WHAT THE TASK ASKS:
Repeat the lines of the records word for word, starting with the line containing "of the white" and going on through the end of the records.

EXERCISE MATERIALS:
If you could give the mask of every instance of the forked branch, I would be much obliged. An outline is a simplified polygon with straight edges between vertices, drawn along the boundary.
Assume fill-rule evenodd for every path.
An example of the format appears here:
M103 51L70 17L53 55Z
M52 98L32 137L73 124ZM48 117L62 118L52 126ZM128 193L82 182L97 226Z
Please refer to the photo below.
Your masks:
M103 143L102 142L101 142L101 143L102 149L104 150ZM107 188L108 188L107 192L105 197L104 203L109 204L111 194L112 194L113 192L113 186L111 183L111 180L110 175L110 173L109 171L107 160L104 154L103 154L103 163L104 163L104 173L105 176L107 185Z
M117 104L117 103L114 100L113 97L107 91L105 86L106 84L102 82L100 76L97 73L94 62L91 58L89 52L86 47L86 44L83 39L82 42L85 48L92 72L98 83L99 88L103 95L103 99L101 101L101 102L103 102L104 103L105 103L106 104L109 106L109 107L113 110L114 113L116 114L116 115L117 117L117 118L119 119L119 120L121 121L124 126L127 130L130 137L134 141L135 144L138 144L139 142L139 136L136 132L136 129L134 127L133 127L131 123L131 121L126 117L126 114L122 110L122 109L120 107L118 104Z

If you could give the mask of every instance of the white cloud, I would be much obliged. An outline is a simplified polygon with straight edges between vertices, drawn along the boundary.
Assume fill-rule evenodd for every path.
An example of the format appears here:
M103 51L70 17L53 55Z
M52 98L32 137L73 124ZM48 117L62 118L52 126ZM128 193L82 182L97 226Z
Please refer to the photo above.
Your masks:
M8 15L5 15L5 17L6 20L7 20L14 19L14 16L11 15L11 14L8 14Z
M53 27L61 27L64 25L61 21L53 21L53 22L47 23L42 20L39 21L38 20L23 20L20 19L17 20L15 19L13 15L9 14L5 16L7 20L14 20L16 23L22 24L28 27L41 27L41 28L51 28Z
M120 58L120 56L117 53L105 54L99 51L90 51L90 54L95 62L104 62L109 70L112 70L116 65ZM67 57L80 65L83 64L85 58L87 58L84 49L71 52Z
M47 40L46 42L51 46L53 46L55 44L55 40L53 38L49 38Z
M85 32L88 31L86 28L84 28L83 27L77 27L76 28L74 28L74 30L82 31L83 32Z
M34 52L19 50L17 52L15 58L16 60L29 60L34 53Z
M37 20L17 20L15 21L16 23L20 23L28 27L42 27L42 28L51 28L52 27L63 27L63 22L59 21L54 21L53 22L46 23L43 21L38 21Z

PROBLEM SOLUTION:
If you could give the mask of every instance of the white cloud, I would be much obliged. An outline is a simplified polygon with straight edges between vertices, drawn along the boundary.
Assume fill-rule evenodd for every path.
An example of the format appears here:
M103 51L70 17L53 55Z
M52 98L32 137L73 124ZM48 117L62 118L52 126ZM128 193L82 182L97 226Z
Please refer to the photo above.
Your masks:
M8 15L5 15L5 17L6 20L7 20L14 19L14 16L11 15L11 14L8 14Z
M53 27L61 27L64 25L61 21L53 21L53 22L47 23L42 20L39 21L38 20L23 20L20 19L17 20L15 19L13 15L9 14L5 16L7 20L14 20L16 23L22 24L28 27L41 27L41 28L51 28Z
M120 58L120 56L117 53L105 54L99 51L90 51L90 54L95 62L104 62L109 70L112 70L116 65ZM67 57L80 65L83 64L85 58L87 58L84 49L71 52Z
M47 40L46 42L51 46L53 46L55 44L55 40L53 38L49 38Z
M85 32L88 31L86 28L84 28L83 27L77 27L76 28L74 28L74 30L82 31L83 32Z
M34 52L19 50L17 52L15 58L16 60L29 60L34 53Z
M37 20L17 20L15 21L16 23L20 23L28 27L42 27L42 28L51 28L52 27L63 27L63 22L59 21L54 21L53 22L46 23L43 21L38 21Z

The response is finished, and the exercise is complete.